→ **Task description**:
In the article about Shujaat Bukhari's killing, what publication did he serve as editor-in-chief?

Shujaat Bukhari killed: Journalist's writing reflected belief in political solution to Kashmir conflict
that in one of the last tweets, Kashmiri journalist Syed Shujaat Bukhari was actually defending his journalism, makes his last articles are important to understand just what that might been
Kashmiri journalist Syed Shujaat Bukhari was shot dead right outside his office on Thursday. Uknown militants opened fire at his car when he was heading home. While Bukhari and a security officer died were declared brought dead, another security officer guarding the journalist succumbed to injuries later at Kashmir's SIMS Hospital.
A look into the last few writings of the Rising Kashmir, where he worked as the editor-in-chief, gives an idea of his stand over several issues — be it condemning the social sanctioning of youth turning to violence in the Valley, asking the State to re-think on its methods or urging the Kashmiri society to reflect on the growing violence in the Valley. Besides, that in one of the last tweets, Bukhari was actually defending his journalism, makes his last articles important to understand just what that might be that he was eager to defend.

→ **Supplied information**:
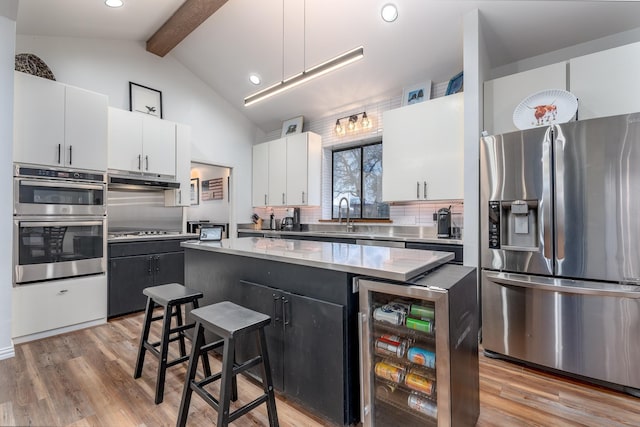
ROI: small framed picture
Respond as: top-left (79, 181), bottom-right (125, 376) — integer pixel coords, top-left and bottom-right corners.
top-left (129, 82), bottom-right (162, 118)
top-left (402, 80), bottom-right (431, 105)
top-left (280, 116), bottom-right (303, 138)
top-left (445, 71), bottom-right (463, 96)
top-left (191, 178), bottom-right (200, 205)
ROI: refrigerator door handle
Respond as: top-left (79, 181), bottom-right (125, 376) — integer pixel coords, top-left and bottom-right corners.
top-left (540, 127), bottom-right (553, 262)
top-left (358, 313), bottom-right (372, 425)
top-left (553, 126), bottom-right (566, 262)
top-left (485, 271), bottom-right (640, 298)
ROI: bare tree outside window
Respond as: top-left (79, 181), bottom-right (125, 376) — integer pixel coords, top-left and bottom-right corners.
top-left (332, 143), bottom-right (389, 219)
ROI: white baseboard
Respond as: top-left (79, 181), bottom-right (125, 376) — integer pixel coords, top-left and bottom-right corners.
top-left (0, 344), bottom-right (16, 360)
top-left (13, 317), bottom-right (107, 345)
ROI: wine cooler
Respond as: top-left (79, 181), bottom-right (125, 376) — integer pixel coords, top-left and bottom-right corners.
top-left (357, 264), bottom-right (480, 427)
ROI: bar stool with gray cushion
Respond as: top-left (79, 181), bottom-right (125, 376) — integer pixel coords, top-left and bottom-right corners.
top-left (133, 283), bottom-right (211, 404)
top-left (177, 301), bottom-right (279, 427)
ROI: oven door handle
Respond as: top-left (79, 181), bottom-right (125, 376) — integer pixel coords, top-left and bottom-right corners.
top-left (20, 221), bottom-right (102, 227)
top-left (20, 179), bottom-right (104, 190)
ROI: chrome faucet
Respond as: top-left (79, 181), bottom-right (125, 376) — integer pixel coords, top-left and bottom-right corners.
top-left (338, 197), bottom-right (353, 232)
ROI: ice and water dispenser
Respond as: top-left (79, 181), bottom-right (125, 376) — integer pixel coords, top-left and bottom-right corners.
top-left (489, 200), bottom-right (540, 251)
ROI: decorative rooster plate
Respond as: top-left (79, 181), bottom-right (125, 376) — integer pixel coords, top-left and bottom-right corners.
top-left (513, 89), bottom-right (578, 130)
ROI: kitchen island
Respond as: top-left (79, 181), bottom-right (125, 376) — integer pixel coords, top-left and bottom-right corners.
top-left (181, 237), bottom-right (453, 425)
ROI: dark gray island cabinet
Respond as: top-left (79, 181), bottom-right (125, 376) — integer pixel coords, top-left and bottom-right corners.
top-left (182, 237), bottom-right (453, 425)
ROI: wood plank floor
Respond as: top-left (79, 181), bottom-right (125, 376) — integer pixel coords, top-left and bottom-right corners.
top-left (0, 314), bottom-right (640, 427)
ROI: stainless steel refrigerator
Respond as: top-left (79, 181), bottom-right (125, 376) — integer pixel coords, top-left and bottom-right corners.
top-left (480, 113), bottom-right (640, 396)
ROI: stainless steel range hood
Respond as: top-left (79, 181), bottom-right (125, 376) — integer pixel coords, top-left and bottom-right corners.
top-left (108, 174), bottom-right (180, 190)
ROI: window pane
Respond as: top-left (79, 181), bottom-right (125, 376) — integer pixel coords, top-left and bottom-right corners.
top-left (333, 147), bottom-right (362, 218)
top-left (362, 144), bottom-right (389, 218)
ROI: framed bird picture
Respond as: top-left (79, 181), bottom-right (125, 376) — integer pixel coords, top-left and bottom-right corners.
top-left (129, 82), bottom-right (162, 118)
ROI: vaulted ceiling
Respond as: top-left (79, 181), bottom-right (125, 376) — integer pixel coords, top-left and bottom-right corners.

→ **Response to the task**:
Rising Kashmir